(Task 1): Select every line of the records that contains the string “curved”.

(Page excerpt):
Okay, I am trying to replace some words in documents and use text.height
to "delete" these words. Here is an example document :
http://workupload.com/file/G8ipDe8j
Peter
Am 02.03.2016 um 19:24 schrieb Tilman Hausherr:
> Am 02.03.2016 um 14:48 schrieb Peter Prusinowski:
>> Hello,
>>
>> I have noticed that the PrintTextLocations example in 1.8 and 2.0
>> gives different results for text.getHeightDir(). In 1.8 the value
>> seems to be right, but in 2.0 it is too small. I tried with some
>> PDFBox created documents. Is this a bug ?
>
> Maybe, maybe not. The height is a heuristic value to help with text
> extraction, which is sometimes computed differently in 2.0, and it is
> usually about the height of an "a". Please upload the PDF.

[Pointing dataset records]
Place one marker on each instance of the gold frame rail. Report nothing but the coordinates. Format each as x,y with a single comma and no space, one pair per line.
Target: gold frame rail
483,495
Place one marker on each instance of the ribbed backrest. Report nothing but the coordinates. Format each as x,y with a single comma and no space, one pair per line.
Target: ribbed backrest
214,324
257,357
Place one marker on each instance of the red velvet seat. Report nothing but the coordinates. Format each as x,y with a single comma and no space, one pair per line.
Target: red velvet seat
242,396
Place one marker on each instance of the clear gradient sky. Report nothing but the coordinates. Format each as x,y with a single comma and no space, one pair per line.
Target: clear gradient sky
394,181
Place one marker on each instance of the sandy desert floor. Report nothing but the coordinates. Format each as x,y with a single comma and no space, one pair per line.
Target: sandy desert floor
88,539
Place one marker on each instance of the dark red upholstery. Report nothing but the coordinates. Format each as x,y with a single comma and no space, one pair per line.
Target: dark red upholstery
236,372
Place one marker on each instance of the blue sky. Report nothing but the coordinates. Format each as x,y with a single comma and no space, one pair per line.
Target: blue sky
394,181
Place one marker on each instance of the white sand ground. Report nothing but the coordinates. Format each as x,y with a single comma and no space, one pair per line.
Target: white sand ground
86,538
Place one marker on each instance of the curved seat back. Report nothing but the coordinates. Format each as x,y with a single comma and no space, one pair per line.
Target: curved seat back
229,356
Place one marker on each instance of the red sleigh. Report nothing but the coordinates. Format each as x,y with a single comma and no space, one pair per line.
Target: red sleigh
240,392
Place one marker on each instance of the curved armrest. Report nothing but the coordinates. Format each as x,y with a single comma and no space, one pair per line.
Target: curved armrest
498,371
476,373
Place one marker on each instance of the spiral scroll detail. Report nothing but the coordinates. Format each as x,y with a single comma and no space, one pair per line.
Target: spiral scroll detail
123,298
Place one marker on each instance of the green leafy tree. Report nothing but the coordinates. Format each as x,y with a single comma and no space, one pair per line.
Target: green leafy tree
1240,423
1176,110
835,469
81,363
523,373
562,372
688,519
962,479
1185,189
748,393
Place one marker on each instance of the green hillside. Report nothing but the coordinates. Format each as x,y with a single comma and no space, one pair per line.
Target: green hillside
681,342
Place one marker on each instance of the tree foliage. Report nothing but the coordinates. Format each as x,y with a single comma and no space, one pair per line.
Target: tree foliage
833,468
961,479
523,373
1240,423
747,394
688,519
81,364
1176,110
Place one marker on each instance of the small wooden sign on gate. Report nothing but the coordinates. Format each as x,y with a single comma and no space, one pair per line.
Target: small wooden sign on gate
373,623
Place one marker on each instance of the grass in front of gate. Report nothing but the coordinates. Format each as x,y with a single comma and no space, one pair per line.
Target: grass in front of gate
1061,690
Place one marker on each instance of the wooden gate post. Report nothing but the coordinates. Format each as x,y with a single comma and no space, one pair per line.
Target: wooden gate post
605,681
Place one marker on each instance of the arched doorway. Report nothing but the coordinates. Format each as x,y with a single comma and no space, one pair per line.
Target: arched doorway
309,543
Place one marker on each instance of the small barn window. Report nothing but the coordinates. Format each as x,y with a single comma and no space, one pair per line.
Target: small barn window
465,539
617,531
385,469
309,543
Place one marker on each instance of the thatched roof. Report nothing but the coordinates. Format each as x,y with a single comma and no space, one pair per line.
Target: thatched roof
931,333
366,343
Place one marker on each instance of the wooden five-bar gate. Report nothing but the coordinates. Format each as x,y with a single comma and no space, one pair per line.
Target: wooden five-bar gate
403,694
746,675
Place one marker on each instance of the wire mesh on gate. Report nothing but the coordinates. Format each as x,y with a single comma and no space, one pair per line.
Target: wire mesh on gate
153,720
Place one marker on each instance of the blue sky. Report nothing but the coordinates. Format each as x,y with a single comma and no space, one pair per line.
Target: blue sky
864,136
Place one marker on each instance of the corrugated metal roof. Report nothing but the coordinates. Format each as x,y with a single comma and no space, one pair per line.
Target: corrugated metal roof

(Task 2): Condense the paragraph of the thread above that begins "Maybe, maybe not" into a short bulleted list that keeps its main facts.

(Reply 1):
Place one marker on each instance of the curved seat back. Report nothing but the coordinates. Format each as x,y with a single comma and no space, one pair per line.
Target: curved seat back
Place one marker on each instance of the curved armrest. Report nothing but the coordinates. Format each as x,y with a single comma and no space, one pair per line.
Target: curved armrest

(Reply 2):
- It may or may not be a bug.
- The height is a heuristic value meant to help with text extraction.
- In 2.0 it is sometimes computed differently.
- It is usually about the height of an "a".
- The PDF should be uploaded.